━━━━━ Recorded data

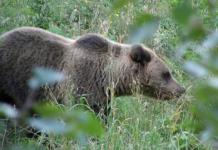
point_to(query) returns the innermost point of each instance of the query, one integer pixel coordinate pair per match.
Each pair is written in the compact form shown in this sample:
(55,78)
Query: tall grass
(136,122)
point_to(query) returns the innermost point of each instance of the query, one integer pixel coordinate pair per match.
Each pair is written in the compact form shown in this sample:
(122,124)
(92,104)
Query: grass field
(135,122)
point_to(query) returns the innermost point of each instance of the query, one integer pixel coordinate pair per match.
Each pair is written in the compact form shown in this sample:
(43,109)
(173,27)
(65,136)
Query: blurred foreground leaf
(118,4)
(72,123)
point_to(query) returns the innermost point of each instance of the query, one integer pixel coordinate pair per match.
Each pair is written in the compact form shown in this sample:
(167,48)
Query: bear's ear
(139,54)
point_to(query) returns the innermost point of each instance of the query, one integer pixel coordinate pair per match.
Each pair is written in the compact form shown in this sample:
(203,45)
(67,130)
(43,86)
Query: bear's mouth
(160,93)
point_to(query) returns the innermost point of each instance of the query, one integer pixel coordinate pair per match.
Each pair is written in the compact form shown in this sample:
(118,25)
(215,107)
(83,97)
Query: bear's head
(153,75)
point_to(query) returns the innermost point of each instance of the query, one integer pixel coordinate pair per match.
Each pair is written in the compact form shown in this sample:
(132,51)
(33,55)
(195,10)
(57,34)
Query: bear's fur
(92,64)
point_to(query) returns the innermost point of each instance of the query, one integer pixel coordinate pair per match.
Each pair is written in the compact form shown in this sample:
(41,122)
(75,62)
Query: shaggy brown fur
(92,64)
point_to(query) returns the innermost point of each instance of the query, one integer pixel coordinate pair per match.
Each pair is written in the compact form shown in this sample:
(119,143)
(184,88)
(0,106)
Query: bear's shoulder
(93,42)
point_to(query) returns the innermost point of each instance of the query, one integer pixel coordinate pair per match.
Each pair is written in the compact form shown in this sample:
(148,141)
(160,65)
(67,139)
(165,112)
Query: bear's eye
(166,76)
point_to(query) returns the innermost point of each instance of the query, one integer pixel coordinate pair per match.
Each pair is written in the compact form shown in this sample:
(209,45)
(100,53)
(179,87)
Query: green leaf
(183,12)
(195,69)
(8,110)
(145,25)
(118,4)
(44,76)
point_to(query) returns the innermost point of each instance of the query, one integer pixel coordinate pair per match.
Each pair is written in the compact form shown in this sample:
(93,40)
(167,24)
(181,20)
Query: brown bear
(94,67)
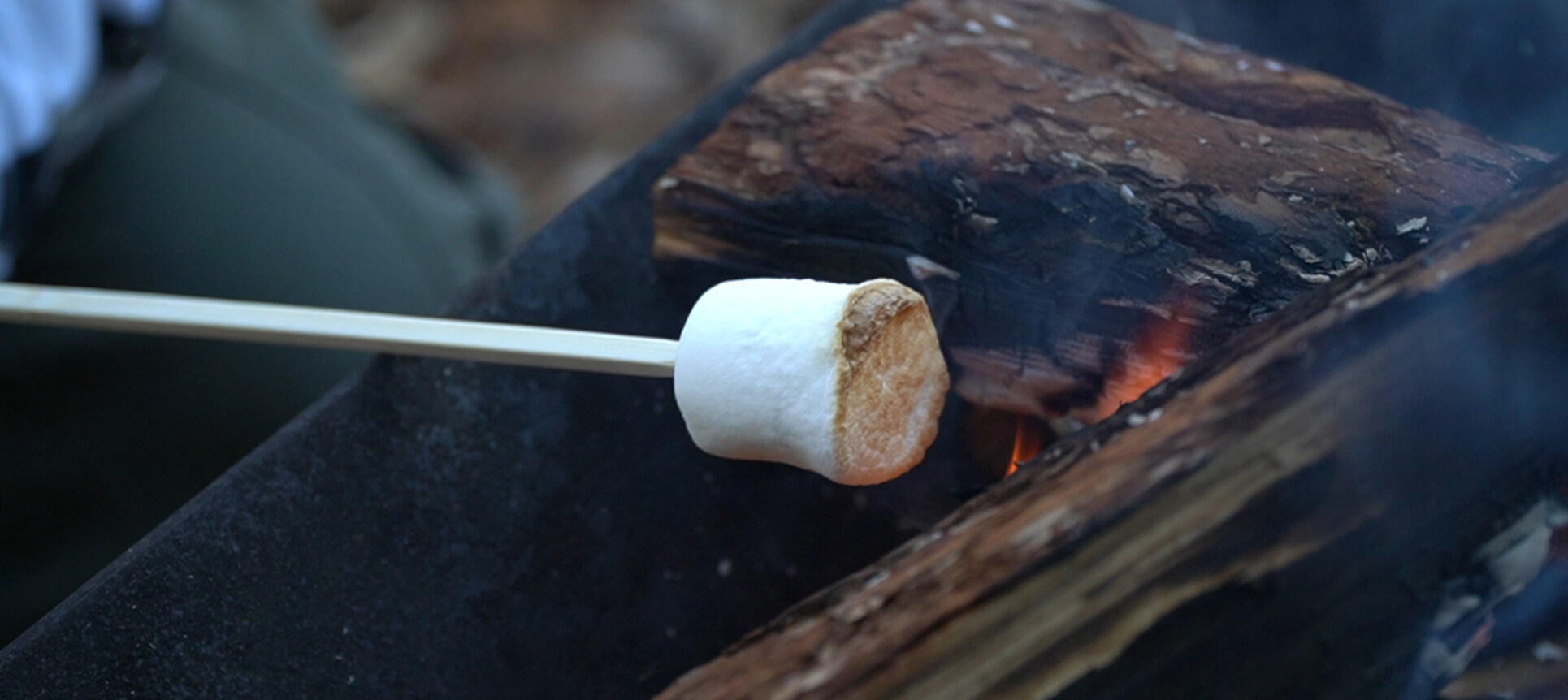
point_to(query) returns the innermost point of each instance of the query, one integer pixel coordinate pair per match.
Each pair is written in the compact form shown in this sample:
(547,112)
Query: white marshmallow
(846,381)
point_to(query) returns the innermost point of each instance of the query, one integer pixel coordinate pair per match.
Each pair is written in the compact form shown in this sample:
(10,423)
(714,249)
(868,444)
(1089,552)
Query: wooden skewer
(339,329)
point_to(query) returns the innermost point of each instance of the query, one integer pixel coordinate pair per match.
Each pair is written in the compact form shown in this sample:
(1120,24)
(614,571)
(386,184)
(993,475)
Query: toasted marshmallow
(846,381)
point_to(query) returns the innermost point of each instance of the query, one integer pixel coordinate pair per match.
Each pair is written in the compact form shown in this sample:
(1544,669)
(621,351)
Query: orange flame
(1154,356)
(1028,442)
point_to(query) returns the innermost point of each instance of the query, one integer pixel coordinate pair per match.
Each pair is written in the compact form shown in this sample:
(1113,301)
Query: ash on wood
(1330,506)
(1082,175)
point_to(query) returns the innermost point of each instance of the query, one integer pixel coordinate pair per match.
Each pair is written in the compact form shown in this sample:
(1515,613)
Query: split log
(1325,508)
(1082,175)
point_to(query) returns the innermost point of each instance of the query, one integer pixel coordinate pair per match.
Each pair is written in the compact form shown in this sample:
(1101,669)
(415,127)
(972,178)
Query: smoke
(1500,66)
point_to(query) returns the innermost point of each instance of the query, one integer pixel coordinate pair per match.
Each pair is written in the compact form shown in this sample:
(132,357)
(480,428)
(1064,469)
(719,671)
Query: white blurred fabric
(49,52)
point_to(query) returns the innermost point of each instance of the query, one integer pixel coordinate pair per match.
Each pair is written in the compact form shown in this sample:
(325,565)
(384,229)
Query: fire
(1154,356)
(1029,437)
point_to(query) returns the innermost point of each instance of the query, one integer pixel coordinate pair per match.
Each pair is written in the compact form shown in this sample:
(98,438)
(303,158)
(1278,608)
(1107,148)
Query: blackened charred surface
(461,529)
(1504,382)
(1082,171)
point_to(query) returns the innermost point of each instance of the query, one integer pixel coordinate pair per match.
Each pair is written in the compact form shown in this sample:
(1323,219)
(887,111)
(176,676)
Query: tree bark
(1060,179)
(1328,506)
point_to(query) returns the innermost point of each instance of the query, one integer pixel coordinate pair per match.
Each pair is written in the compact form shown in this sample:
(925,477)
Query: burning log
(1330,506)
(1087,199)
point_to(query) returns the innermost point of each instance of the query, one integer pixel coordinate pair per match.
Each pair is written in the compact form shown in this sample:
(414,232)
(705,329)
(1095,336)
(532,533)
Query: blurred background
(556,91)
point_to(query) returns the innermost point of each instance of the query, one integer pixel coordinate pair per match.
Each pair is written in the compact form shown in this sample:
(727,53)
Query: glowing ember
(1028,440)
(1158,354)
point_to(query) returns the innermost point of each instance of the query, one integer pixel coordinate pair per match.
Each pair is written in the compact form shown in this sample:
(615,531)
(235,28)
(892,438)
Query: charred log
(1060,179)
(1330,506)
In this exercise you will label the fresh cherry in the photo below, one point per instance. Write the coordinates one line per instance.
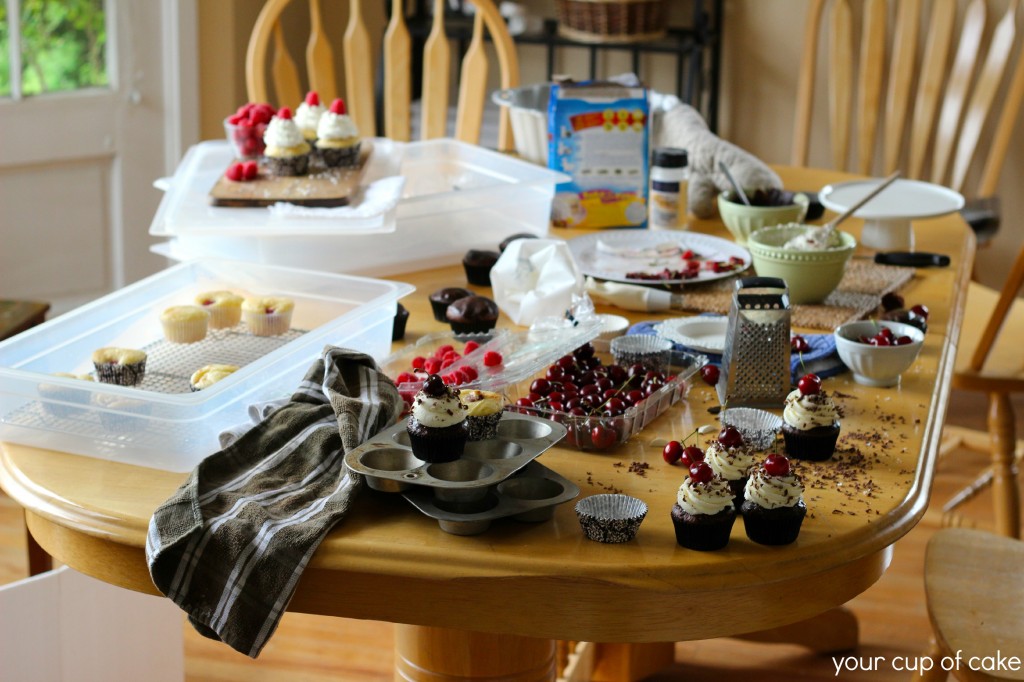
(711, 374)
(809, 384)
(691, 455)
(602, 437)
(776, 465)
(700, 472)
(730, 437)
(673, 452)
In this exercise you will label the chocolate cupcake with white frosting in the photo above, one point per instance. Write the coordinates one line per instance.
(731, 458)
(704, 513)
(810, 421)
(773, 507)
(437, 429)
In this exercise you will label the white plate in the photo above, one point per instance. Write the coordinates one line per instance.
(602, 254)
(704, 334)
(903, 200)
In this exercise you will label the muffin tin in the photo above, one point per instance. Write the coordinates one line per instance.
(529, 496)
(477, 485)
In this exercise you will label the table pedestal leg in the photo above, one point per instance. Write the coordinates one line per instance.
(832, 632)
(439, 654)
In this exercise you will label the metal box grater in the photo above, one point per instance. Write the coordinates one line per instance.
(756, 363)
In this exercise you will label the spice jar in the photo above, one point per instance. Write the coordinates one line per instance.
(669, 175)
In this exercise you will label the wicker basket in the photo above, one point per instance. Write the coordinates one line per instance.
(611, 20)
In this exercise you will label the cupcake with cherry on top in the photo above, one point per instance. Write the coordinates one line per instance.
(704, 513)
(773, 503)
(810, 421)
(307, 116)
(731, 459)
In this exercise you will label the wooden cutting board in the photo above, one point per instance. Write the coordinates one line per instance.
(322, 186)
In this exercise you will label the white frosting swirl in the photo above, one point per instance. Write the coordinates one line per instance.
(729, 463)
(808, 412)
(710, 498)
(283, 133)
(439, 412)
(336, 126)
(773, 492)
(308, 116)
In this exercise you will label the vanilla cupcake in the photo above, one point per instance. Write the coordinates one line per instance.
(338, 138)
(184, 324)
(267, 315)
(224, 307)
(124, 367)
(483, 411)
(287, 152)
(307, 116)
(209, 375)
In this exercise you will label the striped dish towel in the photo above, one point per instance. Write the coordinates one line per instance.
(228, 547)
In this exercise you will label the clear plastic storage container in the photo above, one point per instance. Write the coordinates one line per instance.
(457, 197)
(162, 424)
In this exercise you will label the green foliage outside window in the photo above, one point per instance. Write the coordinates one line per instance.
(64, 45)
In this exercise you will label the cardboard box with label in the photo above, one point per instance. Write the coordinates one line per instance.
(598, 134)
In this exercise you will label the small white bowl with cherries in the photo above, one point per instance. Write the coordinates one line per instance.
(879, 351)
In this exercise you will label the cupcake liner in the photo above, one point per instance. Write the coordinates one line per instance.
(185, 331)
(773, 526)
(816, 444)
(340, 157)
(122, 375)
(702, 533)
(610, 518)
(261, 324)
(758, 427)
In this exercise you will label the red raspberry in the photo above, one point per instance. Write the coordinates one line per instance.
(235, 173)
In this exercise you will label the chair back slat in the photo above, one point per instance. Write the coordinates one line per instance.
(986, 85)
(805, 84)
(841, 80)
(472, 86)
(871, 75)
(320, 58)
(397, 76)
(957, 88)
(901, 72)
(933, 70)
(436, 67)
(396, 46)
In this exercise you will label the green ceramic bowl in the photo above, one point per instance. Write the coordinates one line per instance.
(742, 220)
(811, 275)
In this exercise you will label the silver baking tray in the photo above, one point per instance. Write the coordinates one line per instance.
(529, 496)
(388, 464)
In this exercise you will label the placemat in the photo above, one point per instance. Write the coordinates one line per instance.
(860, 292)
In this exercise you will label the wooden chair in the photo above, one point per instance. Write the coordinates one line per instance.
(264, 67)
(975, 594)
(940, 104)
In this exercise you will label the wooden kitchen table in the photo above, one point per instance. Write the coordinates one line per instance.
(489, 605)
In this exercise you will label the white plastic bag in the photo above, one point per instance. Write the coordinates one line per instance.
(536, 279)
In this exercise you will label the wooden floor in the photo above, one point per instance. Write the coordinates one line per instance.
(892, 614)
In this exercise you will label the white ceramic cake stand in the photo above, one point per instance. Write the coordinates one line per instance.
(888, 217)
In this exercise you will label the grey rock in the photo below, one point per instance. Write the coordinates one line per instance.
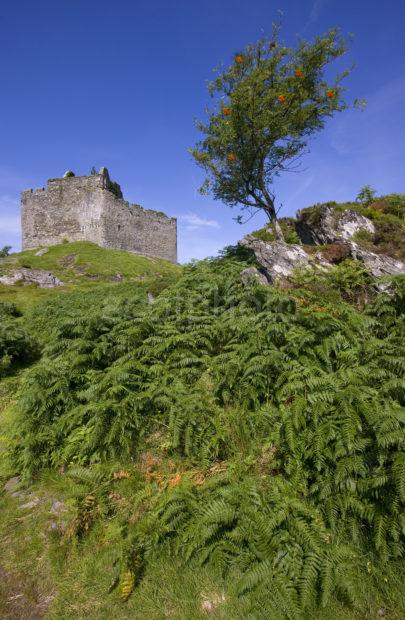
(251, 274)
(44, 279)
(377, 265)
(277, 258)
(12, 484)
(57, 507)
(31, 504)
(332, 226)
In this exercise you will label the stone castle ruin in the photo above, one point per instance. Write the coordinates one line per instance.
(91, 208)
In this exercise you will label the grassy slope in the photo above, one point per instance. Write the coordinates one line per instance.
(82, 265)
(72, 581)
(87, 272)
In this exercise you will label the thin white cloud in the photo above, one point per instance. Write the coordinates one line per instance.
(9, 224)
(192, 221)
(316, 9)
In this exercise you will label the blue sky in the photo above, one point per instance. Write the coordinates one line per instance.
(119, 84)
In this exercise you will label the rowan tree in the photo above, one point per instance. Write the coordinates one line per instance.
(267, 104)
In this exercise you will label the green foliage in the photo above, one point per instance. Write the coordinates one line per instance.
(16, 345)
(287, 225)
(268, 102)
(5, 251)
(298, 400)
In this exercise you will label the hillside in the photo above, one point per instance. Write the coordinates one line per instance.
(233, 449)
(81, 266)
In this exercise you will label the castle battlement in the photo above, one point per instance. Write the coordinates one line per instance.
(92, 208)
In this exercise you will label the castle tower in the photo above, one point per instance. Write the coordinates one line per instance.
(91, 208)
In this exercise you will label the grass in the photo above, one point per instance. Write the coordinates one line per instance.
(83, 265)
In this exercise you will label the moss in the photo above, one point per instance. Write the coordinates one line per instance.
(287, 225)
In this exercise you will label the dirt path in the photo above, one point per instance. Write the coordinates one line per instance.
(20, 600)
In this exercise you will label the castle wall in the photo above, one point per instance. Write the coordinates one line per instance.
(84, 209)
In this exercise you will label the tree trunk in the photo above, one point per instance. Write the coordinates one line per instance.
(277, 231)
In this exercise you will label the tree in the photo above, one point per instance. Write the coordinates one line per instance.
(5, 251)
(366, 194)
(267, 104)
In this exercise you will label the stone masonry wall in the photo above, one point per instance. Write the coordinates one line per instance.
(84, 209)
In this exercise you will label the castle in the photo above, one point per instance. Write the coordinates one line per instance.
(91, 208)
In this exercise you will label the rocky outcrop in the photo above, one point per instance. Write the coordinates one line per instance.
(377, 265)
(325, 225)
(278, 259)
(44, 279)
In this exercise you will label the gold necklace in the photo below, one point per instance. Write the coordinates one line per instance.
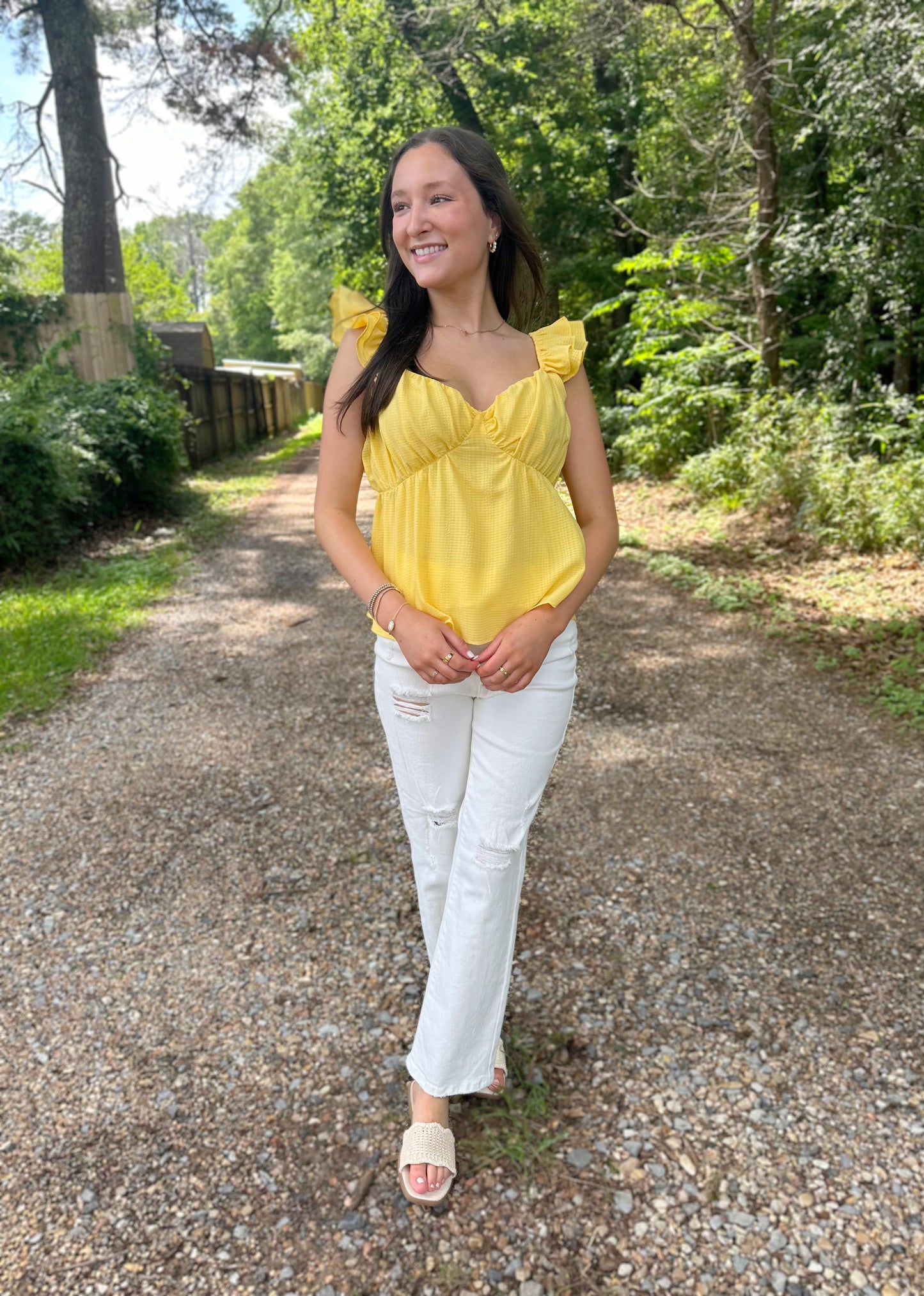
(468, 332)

━━━━━━━━━━

**What is required**
Lines starting at the one with "In this exercise you will label the tree in" and ending at the last line of the entries above must be restated word for word, with pictures omitted.

**Task result**
In this exercise you will label the tree in the photo above, one point per instance. Write the coordinates one line per instance.
(5, 251)
(366, 194)
(267, 104)
In this exercise you will label the stone masonry wall in the photo above, one point per instance. Write the coordinates one line per instance.
(84, 209)
In this exercise you will label the castle in the photo above, one point per instance. Write the coordinates one line per instance.
(91, 208)
In this exercise you will label the rocky outcrop in the photo above, one point per instance. Write the coordinates one line per instance.
(377, 265)
(325, 225)
(278, 259)
(44, 279)
In this exercise you will label the gold necklace in the photo below, one point per instance. Write the coordinates one line per instance.
(468, 332)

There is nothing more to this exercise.